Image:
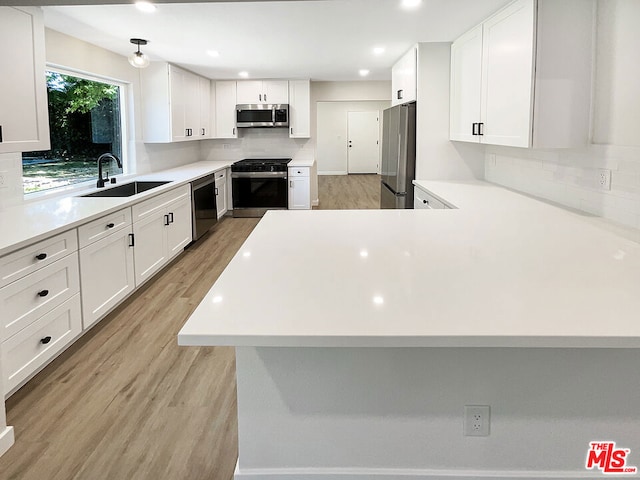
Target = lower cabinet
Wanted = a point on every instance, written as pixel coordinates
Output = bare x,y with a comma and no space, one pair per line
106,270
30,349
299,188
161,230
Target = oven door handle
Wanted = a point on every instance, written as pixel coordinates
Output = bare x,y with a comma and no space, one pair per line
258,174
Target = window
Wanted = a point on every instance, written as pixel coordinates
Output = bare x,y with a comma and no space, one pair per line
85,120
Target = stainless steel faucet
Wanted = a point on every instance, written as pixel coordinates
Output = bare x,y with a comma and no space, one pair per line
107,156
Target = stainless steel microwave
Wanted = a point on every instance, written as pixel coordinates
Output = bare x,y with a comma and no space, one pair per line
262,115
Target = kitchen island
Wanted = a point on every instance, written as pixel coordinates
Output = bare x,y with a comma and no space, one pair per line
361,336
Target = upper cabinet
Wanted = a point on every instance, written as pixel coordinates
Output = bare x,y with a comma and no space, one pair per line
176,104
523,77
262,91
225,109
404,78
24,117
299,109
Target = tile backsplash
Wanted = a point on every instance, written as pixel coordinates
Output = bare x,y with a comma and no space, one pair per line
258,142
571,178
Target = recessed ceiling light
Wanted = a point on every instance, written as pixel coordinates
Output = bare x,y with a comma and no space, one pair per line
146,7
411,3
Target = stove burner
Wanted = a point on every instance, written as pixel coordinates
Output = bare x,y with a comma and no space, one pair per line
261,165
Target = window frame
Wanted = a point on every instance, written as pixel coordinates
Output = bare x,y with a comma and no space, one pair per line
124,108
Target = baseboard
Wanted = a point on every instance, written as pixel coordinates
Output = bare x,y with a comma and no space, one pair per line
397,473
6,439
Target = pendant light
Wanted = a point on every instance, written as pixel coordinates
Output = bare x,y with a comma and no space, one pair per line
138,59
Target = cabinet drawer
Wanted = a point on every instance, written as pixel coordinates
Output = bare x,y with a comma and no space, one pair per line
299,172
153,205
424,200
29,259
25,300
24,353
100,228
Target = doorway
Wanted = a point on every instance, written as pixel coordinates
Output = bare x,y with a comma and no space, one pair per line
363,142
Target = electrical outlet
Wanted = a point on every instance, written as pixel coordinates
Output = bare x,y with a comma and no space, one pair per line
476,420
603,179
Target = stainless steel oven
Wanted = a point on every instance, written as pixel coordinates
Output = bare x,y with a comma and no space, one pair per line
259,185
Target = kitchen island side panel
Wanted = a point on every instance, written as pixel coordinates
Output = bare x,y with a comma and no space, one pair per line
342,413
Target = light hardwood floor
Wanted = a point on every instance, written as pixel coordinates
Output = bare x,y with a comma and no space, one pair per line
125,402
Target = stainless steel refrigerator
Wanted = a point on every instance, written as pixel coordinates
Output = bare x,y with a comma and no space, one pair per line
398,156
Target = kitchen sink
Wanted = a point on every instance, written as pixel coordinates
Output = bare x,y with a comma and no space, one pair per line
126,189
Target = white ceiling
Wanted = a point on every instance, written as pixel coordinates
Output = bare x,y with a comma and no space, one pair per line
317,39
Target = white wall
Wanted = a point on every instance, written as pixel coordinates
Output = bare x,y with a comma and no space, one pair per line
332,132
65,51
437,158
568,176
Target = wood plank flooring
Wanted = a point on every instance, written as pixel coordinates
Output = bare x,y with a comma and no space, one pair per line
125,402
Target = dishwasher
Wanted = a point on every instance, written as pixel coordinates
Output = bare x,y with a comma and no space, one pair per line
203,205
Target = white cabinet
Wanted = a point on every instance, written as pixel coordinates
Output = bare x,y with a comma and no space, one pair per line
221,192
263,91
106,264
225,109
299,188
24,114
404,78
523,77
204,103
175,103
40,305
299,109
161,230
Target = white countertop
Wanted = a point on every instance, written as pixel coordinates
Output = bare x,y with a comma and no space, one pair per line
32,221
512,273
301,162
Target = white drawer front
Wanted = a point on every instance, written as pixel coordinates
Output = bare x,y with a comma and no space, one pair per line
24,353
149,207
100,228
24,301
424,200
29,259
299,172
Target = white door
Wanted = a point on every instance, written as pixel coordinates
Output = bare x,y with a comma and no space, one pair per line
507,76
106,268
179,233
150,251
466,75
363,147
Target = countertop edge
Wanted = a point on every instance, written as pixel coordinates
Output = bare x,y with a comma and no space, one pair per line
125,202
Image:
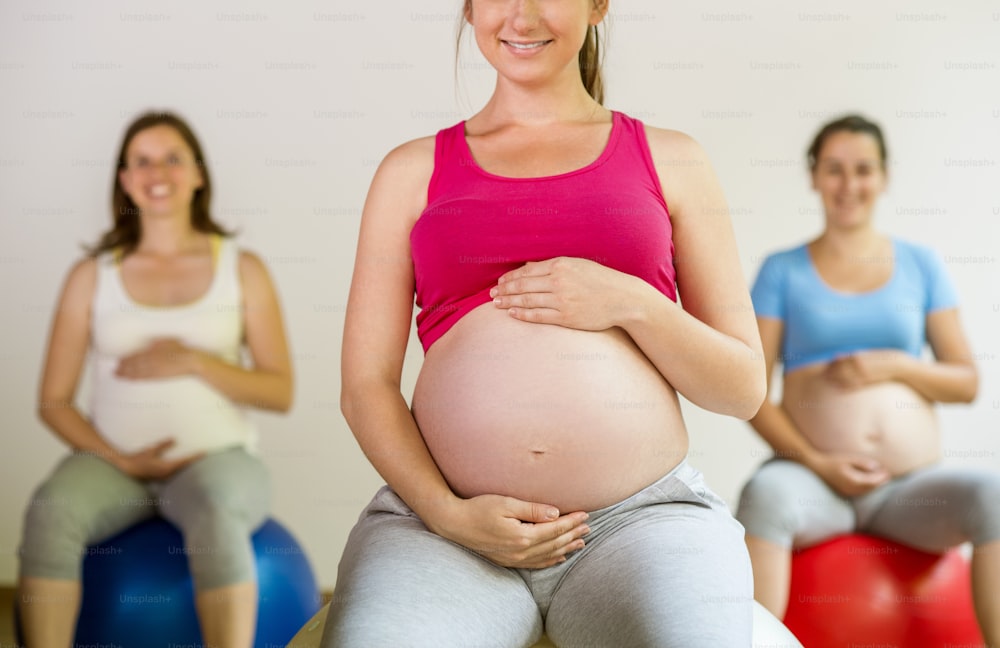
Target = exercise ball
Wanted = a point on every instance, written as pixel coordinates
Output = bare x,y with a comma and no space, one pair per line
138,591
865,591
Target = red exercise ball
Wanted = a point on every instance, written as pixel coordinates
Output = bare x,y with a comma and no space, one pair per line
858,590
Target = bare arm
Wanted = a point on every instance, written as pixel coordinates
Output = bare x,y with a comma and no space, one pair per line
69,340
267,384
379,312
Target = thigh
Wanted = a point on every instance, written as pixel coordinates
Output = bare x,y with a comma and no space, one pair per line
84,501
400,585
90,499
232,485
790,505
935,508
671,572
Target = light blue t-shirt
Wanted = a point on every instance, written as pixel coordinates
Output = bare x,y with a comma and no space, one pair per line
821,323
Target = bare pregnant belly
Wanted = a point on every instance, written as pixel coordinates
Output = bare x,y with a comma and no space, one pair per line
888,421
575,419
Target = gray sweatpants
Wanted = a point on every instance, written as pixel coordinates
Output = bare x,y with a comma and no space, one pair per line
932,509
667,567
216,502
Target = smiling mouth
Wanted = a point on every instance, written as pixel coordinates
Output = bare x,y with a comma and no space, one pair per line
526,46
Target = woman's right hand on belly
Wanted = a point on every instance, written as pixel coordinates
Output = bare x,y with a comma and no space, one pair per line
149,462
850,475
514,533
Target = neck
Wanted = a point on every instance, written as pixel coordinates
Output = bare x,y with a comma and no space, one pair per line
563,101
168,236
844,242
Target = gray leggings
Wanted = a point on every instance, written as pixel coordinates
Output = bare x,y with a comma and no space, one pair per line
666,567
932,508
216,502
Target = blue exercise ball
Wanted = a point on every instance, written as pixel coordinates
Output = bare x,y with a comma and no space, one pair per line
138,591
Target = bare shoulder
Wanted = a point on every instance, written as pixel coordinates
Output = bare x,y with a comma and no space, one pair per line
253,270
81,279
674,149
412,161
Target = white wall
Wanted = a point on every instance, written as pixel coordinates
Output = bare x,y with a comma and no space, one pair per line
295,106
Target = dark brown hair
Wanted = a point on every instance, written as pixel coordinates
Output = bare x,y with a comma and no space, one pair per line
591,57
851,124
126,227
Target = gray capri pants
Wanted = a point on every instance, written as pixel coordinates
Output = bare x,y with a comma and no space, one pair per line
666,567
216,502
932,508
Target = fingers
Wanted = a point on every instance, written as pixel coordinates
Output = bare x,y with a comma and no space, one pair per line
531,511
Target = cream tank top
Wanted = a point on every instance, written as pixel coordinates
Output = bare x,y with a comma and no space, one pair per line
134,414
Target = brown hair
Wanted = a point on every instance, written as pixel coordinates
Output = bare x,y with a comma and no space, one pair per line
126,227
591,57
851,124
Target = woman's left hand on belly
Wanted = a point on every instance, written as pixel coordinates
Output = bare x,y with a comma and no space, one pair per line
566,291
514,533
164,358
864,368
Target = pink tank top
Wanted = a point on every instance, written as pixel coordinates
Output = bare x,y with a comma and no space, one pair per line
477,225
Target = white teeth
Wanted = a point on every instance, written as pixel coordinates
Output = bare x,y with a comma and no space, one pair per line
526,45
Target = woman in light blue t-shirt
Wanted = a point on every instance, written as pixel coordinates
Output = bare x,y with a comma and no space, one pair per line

= = = = = = =

Word for word, give the data above again, without any images.

[Task output]:
Image:
Target = lower cabinet
Wanted = a point on every instance, written as pixel coordinates
Output = bare x,y with a comma and no space, one pair per line
106,270
30,349
299,188
161,230
Target = oven door handle
Wanted = a point on every instance, written as pixel coordinates
Output = bare x,y with a comma and no space, one pair per line
258,174
Target = window
Wanted = a point on every instance, written as pixel coordinates
Output = bare x,y with a comma and no space, one pair per line
85,120
Target = stainless steel faucet
Wanted = a point on every instance, written as pixel coordinates
Output = bare x,y with a comma and no space, one pair per line
107,156
Target = stainless steel microwave
Wanted = a point on every instance, written as pixel coordinates
Output = bare x,y with a comma and no space, one pair per line
262,115
Target = kitchen island
Wanted = a point on every instance, written as pixel coordinates
Output = bare x,y with a comma and no space, one pair per line
361,336
Target = upper cabinet
Wanted = a point on every instance, written as pixel coordinates
Output = bare x,y with a comma and no space, one pair per line
176,104
523,77
262,91
225,109
404,78
24,117
299,109
Target = tile backsplash
Wanted = a point on every instance, written as pixel coordinates
Output = bare x,y with a comma and no space, one pair per line
258,142
571,178
Target = recessed ceiling light
Wanted = a point on every instance, written as pixel coordinates
Output = bare x,y with a comma and no space, one pair per line
146,7
411,3
Target = stove burner
Wanted = a point on every instance, written as pixel coordinates
Output = bare x,y with a comma and no space, one pair per line
261,165
Target = window frame
Wanted = a point on every instance, written as pixel coordinates
Output = bare x,y with a comma and no space, one pair per line
124,108
Target = baseboard
Wanted = a point on every instance, written as pixel coordinates
Output = bare x,y with a comma and no space, one pair per line
397,473
6,439
Target = pendant light
Wanted = a point on every instance, written as pixel coordinates
Output = bare x,y with a comma and no space, one pair per line
138,59
Target = cabinet drawer
Wanted = a point on every instance, written as pixel coordinates
Output = bare x,y with a comma and no space, one pair per line
299,172
153,205
424,200
29,259
25,300
24,353
100,228
Target = doorway
Wanted = a point on every instance, written as pixel coordinates
Output = bare x,y with a comma and no space, one pair per line
363,142
Target = electrical outlet
Wanted = a point on every instance, written as pixel coordinates
Output = bare x,y with a comma and no space, one pair per line
476,420
603,179
Target = stainless steel oven
Wanted = a point on every instance, written as pixel coordinates
Output = bare x,y with a comma and no space, one pair per line
259,185
Target = kitchen island side panel
Wanted = a point on every instance, written as pixel coordinates
Output = bare x,y with a comma and no space, one pair per line
342,413
Target = light hardwood floor
Wanted = a point on every instance, written as pixel coordinates
Output = bare x,y with a comma and no space, one pair per line
125,402
Target = stainless steel refrigerator
Wanted = a point on every instance, written as pixel coordinates
Output = bare x,y with a comma and no space, one pair per line
398,156
Target = kitchen sink
Wanted = a point on every instance, written as pixel coordinates
Output = bare x,y with a comma and no space, one pair per line
126,189
Target = white ceiling
Wanted = a point on every instance, written as pixel coordinates
Output = bare x,y with a comma and no space, one pair per line
317,39
Target = white wall
Wanted = a point on every instance, written as pixel coordinates
Output = bare x,y with a comma and no space, one pair per line
332,132
65,51
437,158
568,176
Target = wood plank flooring
Wanted = a point on every instance, written as pixel coordinates
Output = bare x,y with a comma and no space, one pair per line
125,402
Target = dishwasher
Wanted = a point on every instance, written as pixel coordinates
Output = bare x,y with a comma and no space, one pair per line
203,205
Target = white cabinet
Wanted = a point on every instance, written as pixel coordinates
Output = bare x,y with a comma and no space, one pair per line
221,192
263,91
106,264
225,109
299,188
24,114
404,78
523,77
204,103
175,103
40,305
299,109
161,230
Target = white countertop
Wanted = a point on every instance, written as pixel coordinates
Output = bare x,y with a comma and no space, one pair per line
32,221
512,273
301,162
Target = white drawer front
Wanted = a point on every instance, written as pixel coordinates
Output = bare x,y with a comma and no space, one pair per line
24,353
149,207
100,228
24,301
424,200
29,259
299,172
Target = white door
Wanted = a point on every instance, written as pixel coordinates
Output = bare x,y with a comma and no space, one pair per line
507,76
106,268
179,233
150,251
466,75
363,147
Target = countertop edge
Wanted = a point on every instance, written as pixel coordinates
Output = bare x,y with a comma and no space, one pair per line
125,202
Image:
Target = exercise ball
Wanted = a point on every instance, written as pixel coordinates
Output = bare x,y with a comma and no space, one pair per line
138,591
865,591
Target = red exercise ball
Wanted = a point on every instance, written as pixel coordinates
Output = bare x,y with a comma and no space, one pair per line
858,590
Target = bare arm
Wanted = a point on every instance, written as pixel coordinates
Output = bare x,y with a comma and no space, one pair per line
69,340
267,384
379,312
Target = thigh
Wanted = a point on every instance, written as pixel coordinates
Output = bare x,y with a comma and no space, one pair per line
84,501
400,585
90,499
232,485
790,505
935,508
671,572
Target = light blue t-shirt
Wanted = a point on every instance, written as pixel coordinates
Output = bare x,y with a comma and no space, one pair per line
821,323
Target = bare pregnant belly
Wanted = a point on every instance, written as pixel coordinates
Output = bare x,y with a comma and no space, one pair per line
888,421
575,419
Target = gray sweatpants
Wanted = a point on every instance, written as pixel coordinates
Output = bare x,y with a comma and no space, one pair per line
932,509
667,567
216,502
Target = smiling mouth
Wanted = a point on every instance, written as pixel coordinates
Output = bare x,y with a comma and no space, one pair per line
526,46
Target = woman's right hand on belly
Wanted = a point on every instance, written as pixel coordinates
Output = bare x,y with a comma and no space, one pair per line
149,462
850,475
514,533
Target = neck
Wanted = a point on every instance, written as pixel coordinates
Output = bare x,y with a comma and no space, one pair per line
563,101
168,236
844,242
Target = gray leggings
Wanted = a point on every instance, written as pixel coordinates
Output = bare x,y with a comma and no space, one pair per line
666,567
932,508
216,502
Target = blue exercise ball
Wanted = a point on every instance, written as pixel coordinates
Output = bare x,y with a comma and no space, one pair per line
138,591
Target = bare shoulder
Wanted = a point on every instance, written as pixel coordinates
Output = bare x,y with a comma and no space, one pair per line
253,270
81,279
674,149
412,161
Target = white wall
Wanted = a point on every instance, written as pixel coordinates
Output = bare x,y with a comma and no space, one pair per line
295,106
Target = dark brown hair
Wanted = a point on every instance, written as pixel coordinates
Output = bare x,y with a comma and no space, one pair per line
591,57
851,124
126,227
Target = gray capri pants
Wanted = a point on every instance, written as pixel coordinates
Output = bare x,y with a comma and no space, one pair per line
666,567
216,502
932,508
Target = fingers
Wanted = a point on every instance, written as pixel coordinates
Output = bare x,y with a comma and no space, one pair per line
531,511
Target = cream tank top
Wanted = a point on every instance, written as pixel coordinates
Output = bare x,y with a comma and no space, one pair per line
134,414
Target = brown hair
Wanted = a point on every instance, written as pixel coordinates
Output = bare x,y with a comma and no space, one pair per line
126,227
591,57
851,124
Target = woman's left hand on belly
Wanted = a point on every instance, written as pixel coordinates
Output = bare x,y with a comma and no space, one pair per line
566,291
514,533
164,358
864,368
Target = pink tank top
Wanted = a point on every instance, written as pixel coordinates
Output = bare x,y with a comma and no space, one pair per line
477,225
Target = white teeth
Wanted = a point on every instance, written as pixel coordinates
Output = bare x,y with a comma and no space, one pair per line
526,45
Target = woman in light blue t-shirt
Wanted = a point on every instance, written as pixel coordinates
Output = bare x,y with a comma and no space, one pair per line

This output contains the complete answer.